● Questions:
1. Modifiez le passage de l'entretien qui commence par "Roman Sager: Exactement." et se poursuit jusqu'à "et les technologies.", en remplaçant "envahissante" par "pesante".
2. D'après l'entretien, pourquoi Roman Sager a-t-il choisi la médecine ? Répondez en une à trois phrases.
3. Indiquez si chacune des affirmations suivantes concorde avec l'entretien, en répondant par oui ou par non et en citant les mots décisifs du texte.
(a) Selon Massimo Barbagallo, les médecins assistants ne passent que deux à trois heures auprès des patients sur une journée de onze heures.
(b) Roman Sager estime que ses études l'ont bien préparé à la réalité du quotidien.
(c) Massimo Barbagallo est actuellement en formation pour la spécialisation en cardiologie.

● Texte à examiner:
C’est de ce constat qu’est né le projet d’entraide de deux médecins, Massimo Barbagallo et Roman Sager.
Monsieur Barbagallo, Monsieur Sager, quand vous êtes-vous dit pour la dernière fois: «C’est précisément pour cela que je suis devenu médecin»?
Massimo Barbagallo: Ce matin! Grâce à une anamnèse approfondie, à un examen clinique et à des examens complémentaires ciblés, nous avons enfin pu aider une patiente souffrant d’une longue maladie neurologique et soulager nettement ses symptômes. C’est exactement ce qui caractérise le métier de médecin.
Roman Sager: Pour être honnête, je ne me suis jamais posé la question ainsi. J’ai choisi la médecine parce que je voulais comprendre le fonctionnement du corps, l’origine des maladies et les moyens de les traiter ou de les prévenir. Être médecin est en quelque sorte le bonus qui découle de cet intérêt.
Quelle part de cet idéal persiste dans le travail quotidien – et combien de temps est en réalité consacré à l’administration?
Massimo Barbagallo: Certaines études montrent que, sur une journée de onze heures, les médecins assistants ne passent que deux à trois heures auprès des patients. Cela correspond à mon expérience. Ce déséquilibre nuit à la relation médecin-patient, alors que l’écoute et la présence sont essentielles.
Roman Sager: Exactement. C’est un paradoxe: nous devrions passer plus de temps avec nos patients, mais l’administration est devenue trop envahissante. Et pourtant, presque personne ne s’interroge sur la possibilité de simplifier la documentation.
Massimo Barbagallo Spécialiste en médecine interne générale Actuellement en formation pour la spécialisation en neurologie, il s’engage également dans la recherche sur les AVC. En parallèle, il est actif comme DJ.
Roman Sager Médecin assistant En formation pour devenir spécialiste, passionné de tennis et intéressé par l’informatique et les technologies.
Avez-vous l’impression que vos études vous ont préparés à cette réalité?
Roman Sager: Malheureusement, très peu. Pendant l’année de stage, j’ai découvert pour la première fois ce qu’était réellement le quotidien: beaucoup de temps devant l’ordinateur. La rédaction de rapports ou la communication avec les proches des patients ne font pratiquement pas partie du cursus.
Massimo Barbagallo: Je partage cet avis. Nous étions très bien formés sur le plan médical, mais pas du tout à la rédaction de rapports. Personne ne nous a appris à rédiger un bon compte rendu ou à sélectionner les informations pertinentes. Durant l’année pratique, nous avons dû apprendre seuls, par essais et erreurs, souvent au détriment de notre temps et de celui de nos chefs de clinique qui corrigeaient nos rapports. Pour beaucoup, c’était la première grande désillusion: on se demande soudain «Suis-je là pour soigner des patients ou pour écrire des rapports?»

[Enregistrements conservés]

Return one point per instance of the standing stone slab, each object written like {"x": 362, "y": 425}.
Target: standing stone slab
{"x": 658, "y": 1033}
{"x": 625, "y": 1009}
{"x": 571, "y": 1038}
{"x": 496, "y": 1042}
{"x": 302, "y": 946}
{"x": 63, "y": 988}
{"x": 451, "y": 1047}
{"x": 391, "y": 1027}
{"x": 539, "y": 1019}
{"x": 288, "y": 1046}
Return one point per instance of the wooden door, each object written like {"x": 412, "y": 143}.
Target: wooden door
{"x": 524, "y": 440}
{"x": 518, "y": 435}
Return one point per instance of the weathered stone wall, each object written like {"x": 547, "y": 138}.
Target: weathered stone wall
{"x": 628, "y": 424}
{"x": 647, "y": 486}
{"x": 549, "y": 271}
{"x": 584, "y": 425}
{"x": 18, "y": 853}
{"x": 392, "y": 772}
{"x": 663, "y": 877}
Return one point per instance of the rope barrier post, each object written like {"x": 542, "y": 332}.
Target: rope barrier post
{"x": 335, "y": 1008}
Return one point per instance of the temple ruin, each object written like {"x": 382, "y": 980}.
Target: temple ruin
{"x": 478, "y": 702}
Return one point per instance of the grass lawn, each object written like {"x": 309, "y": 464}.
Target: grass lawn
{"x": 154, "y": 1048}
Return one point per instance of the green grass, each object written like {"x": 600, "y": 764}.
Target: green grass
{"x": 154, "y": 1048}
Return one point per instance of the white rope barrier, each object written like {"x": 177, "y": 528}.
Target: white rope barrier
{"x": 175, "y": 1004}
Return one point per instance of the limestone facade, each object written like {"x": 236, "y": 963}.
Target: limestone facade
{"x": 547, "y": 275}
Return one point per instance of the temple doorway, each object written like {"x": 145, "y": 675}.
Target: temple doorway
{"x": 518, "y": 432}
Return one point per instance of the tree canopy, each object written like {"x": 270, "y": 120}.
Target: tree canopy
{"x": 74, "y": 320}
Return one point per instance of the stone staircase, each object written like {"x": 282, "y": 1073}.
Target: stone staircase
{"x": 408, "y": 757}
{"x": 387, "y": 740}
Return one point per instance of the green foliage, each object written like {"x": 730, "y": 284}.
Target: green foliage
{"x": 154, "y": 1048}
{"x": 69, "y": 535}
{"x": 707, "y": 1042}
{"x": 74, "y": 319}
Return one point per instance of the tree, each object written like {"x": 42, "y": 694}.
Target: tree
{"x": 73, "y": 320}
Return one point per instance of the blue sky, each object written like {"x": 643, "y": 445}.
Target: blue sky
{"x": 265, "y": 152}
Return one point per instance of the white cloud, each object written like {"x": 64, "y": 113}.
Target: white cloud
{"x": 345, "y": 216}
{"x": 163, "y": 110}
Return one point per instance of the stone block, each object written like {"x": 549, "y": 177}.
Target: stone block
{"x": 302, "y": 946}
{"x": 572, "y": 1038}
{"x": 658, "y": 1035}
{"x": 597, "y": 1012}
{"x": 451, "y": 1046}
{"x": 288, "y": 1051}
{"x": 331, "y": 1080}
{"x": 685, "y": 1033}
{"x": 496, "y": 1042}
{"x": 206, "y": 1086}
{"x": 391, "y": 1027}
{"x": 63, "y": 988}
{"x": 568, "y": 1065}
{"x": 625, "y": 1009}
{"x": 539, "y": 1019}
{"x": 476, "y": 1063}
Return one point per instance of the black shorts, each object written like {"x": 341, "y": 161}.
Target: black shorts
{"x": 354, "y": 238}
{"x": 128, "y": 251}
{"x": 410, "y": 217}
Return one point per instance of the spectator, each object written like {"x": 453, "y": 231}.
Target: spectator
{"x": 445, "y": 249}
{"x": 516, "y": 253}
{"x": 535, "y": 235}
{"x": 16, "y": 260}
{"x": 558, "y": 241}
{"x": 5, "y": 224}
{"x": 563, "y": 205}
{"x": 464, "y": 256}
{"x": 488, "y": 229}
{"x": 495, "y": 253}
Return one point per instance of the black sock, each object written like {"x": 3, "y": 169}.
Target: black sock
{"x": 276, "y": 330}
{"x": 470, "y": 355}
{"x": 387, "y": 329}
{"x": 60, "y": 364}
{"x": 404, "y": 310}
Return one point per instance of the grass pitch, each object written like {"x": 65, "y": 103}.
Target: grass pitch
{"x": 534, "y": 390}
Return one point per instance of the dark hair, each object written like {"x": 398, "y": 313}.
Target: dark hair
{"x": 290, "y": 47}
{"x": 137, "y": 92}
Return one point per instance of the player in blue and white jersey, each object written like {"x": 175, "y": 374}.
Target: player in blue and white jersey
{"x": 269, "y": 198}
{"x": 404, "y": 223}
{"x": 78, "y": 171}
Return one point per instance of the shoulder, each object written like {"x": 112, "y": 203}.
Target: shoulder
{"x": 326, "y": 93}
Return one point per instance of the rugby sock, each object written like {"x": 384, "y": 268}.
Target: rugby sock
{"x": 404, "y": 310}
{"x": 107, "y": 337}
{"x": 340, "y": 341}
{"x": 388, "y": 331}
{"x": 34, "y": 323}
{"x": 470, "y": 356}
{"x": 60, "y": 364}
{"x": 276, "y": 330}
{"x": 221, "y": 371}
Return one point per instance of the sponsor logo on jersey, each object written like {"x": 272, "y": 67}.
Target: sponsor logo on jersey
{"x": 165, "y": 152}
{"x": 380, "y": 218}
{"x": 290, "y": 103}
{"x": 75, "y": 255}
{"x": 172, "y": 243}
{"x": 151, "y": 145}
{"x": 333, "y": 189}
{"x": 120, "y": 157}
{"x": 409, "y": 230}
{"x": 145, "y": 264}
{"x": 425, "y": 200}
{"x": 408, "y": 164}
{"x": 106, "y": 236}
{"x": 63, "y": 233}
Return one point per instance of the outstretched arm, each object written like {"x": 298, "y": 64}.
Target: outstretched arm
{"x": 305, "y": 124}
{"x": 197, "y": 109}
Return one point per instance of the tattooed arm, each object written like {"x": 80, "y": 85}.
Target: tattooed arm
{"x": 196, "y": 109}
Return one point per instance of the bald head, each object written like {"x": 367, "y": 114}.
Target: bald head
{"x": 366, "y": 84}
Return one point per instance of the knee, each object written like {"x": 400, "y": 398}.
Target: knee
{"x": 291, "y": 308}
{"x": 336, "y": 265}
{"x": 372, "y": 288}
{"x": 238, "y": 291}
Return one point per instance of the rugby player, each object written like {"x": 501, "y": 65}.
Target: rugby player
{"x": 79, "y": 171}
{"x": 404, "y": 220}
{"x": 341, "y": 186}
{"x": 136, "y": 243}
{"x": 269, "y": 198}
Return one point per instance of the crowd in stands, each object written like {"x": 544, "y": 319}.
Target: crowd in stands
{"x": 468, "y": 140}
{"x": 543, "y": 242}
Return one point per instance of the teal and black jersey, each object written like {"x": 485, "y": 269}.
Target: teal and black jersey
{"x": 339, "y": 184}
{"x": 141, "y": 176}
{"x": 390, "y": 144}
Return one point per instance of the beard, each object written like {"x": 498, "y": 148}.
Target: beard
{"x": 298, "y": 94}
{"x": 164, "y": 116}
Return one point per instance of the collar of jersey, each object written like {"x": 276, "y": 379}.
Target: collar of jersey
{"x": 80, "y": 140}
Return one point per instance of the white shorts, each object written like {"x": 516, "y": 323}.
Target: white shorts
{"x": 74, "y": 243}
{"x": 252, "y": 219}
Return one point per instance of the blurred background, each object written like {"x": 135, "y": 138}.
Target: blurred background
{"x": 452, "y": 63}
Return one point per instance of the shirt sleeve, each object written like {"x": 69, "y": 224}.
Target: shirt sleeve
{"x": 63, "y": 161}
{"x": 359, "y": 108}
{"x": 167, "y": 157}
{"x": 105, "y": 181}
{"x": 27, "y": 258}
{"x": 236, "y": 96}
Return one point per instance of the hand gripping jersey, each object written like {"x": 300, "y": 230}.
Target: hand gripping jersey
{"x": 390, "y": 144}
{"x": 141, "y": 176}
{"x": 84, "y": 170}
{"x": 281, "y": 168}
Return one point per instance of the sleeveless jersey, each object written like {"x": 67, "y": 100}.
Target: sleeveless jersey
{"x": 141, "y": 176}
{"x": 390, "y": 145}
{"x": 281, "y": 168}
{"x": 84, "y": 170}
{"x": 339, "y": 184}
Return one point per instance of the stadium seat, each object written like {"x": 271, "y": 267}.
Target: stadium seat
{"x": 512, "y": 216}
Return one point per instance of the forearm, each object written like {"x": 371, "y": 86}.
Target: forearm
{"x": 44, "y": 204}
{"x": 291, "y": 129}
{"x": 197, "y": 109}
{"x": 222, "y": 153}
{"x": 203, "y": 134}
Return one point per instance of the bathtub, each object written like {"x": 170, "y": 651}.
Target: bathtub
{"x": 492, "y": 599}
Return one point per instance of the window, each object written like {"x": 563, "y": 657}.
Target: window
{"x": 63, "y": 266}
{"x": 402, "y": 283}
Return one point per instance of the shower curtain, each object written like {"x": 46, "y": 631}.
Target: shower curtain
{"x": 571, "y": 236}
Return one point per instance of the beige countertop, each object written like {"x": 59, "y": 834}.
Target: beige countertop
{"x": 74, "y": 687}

● Réponses par question:
1.
Roman Sager: Exactement. C’est un paradoxe: nous devrions passer plus de temps avec nos patients, mais l’administration est devenue trop pesante. Et pourtant, presque personne ne s’interroge sur la possibilité de simplifier la documentation.
Massimo Barbagallo Spécialiste en médecine interne générale Actuellement en formation pour la spécialisation en neurologie, il s’engage également dans la recherche sur les AVC. En parallèle, il est actif comme DJ.
Roman Sager Médecin assistant En formation pour devenir spécialiste, passionné de tennis et intéressé par l’informatique et les technologies.

2. Roman Sager a choisi la médecine parce qu'il voulait comprendre le fonctionnement du corps, l'origine des maladies et les moyens de les traiter ou de les prévenir. Être médecin est, selon lui, en quelque sorte le bonus qui découle de cet intérêt.

3.
(a) Oui : « sur une journée de onze heures, les médecins assistants ne passent que deux à trois heures auprès des patients ».
(b) Non : « Malheureusement, très peu. »
(c) Non : « Actuellement en formation pour la spécialisation en neurologie ».